---- Passage to read

This is the easiest way to make lemon chicken. My family inhales it. I have to make a double batch every time. Pictured here is orange chicken. This time I used orange juice because I only had 1 package of orange jello & no chicken broth.
Here is the recipe:
1 Tbsp oil
1 lb boneless skinless chicken breasts, cut
1 pkg snow peas trimmed
1 small red pepper, cut
2 pkg Lemon Flavor Gelatin (1 for less lemon flavor)
1 Tbsp Cornstarch
1/2 C chicken broth
2 Tbsp Kraft Zesty Italian Dressing (I add more for the tanginess)
2 Cloves minced garlic
Heat oil add chicken. Cook thoroughly. Add snow peas & peppers. Cook.
Mix dry gelatin mix & cornstarch in small bowl. Add broth, dressing & garlic. Stir until gelatin is dissolved. Add to skillet. Reduce heat to medium. Cook until sauce is thickened. Stir frequently.
I omit the peas (gag. I'd rather eat dirt than peas) and red peppers (because I have a white girls stomach and it would revolt if I ate anything spicy.) I also add more liquid to make more sauce.
Pour over rice or eat alone with homemade fried rice or chow mein.

--------
---- Dataset content

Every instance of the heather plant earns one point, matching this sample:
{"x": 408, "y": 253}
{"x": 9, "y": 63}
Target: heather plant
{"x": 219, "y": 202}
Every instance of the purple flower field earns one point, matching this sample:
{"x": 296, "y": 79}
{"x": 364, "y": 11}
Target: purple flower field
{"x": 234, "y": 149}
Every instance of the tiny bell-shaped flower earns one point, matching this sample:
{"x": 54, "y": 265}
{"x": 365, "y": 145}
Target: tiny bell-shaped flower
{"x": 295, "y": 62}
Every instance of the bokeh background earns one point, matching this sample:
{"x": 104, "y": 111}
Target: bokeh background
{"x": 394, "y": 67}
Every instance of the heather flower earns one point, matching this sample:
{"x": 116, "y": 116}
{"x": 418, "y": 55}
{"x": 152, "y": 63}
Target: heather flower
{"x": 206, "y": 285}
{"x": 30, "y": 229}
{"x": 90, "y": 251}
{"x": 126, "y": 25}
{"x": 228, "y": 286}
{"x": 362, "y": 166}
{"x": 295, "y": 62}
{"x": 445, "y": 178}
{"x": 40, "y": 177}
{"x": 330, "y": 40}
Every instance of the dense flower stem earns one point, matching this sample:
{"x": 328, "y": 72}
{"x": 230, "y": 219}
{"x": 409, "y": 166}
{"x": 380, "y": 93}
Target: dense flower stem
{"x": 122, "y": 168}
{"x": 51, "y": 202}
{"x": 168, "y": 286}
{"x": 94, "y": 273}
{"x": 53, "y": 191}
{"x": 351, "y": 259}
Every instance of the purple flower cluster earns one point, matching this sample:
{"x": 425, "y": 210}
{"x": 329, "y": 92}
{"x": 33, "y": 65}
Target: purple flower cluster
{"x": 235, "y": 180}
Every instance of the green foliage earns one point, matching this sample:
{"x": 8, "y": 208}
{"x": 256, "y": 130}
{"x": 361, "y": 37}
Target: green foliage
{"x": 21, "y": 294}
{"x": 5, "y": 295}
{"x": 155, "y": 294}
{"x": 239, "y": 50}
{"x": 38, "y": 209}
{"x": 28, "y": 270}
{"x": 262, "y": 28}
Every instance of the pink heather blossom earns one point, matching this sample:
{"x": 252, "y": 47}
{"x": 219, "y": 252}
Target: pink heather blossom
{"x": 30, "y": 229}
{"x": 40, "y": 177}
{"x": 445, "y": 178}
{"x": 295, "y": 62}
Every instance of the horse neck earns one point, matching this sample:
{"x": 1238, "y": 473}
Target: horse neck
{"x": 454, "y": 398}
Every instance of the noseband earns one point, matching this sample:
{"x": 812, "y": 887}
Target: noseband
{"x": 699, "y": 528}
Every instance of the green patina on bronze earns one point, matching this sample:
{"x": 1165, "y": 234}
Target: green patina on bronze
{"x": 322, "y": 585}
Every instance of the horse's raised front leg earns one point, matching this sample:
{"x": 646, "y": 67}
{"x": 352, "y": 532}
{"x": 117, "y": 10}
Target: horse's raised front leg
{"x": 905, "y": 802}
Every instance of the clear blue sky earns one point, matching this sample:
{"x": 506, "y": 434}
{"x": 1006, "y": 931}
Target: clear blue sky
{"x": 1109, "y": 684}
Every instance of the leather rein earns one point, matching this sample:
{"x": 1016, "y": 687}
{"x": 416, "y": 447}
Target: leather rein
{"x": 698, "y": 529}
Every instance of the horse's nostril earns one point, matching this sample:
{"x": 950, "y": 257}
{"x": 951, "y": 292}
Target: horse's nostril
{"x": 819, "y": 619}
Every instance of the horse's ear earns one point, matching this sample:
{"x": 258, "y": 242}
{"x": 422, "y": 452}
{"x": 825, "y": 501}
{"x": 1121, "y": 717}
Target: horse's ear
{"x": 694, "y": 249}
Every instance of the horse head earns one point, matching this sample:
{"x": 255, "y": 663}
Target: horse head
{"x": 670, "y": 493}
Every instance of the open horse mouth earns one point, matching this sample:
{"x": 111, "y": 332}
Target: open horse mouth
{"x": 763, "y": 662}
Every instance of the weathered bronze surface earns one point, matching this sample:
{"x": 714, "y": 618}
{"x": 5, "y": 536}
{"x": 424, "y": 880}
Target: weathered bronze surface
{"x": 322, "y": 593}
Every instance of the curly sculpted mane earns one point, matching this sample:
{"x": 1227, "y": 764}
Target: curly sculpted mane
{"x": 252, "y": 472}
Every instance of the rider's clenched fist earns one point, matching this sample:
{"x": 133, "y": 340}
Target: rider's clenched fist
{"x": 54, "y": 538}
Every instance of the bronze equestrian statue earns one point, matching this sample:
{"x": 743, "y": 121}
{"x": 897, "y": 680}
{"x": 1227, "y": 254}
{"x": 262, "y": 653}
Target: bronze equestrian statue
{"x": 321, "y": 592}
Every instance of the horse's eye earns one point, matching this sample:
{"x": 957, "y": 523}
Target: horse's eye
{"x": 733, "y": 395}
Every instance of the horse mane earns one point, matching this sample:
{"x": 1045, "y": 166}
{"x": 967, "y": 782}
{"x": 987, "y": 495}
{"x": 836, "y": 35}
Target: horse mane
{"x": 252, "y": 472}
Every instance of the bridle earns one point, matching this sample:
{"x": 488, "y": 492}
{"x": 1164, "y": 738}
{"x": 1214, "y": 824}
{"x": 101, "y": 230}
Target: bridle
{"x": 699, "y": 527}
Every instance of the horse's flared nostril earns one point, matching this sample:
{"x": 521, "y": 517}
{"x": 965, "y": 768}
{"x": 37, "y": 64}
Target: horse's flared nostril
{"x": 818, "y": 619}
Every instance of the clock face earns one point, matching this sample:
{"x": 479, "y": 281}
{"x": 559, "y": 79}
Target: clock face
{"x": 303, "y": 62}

--------

• [Goals]
• A. Say whether each statement agrees with the lemon chicken recipe, answering yes or no and quoting the words that decide it: (i) The pictured dish was made with orange juice. (ii) The recipe calls for one cup of chicken broth. (iii) The writer leaves the peas out.
• B. In the lemon chicken recipe, what level is the heat reduced to after the sauce goes into the skillet?
• C. Retype the part of the lemon chicken recipe that opens with the words containing "Here is the" and closes with "or chow mein.".
The listing comes from a different source than the lemon chicken recipe.

• [Task solutions]
• A.
(i) Yes: "This time I used orange juice because I only had 1 package of orange jello & no chicken broth."
(ii) No: "1/2 C chicken broth"
(iii) Yes: "I omit the peas"

• B. Medium.

• C.
Here is the recipe:
1 Tbsp oil
1 lb boneless skinless chicken breasts, cut
1 pkg snow peas trimmed
1 small red pepper, cut
2 pkg Lemon Flavor Gelatin (1 for less lemon flavor)
1 Tbsp Cornstarch
1/2 C chicken broth
2 Tbsp Kraft Zesty Italian Dressing (I add more for the tanginess)
2 Cloves minced garlic
Heat oil add chicken. Cook thoroughly. Add snow peas & peppers. Cook.
Mix dry gelatin mix & cornstarch in small bowl. Add broth, dressing & garlic. Stir until gelatin is dissolved. Add to skillet. Reduce heat to medium. Cook until sauce is thickened. Stir frequently.
I omit the peas (gag. I'd rather eat dirt than peas) and red peppers (because I have a white girls stomach and it would revolt if I ate anything spicy.) I also add more liquid to make more sauce.
Pour over rice or eat alone with homemade fried rice or chow mein.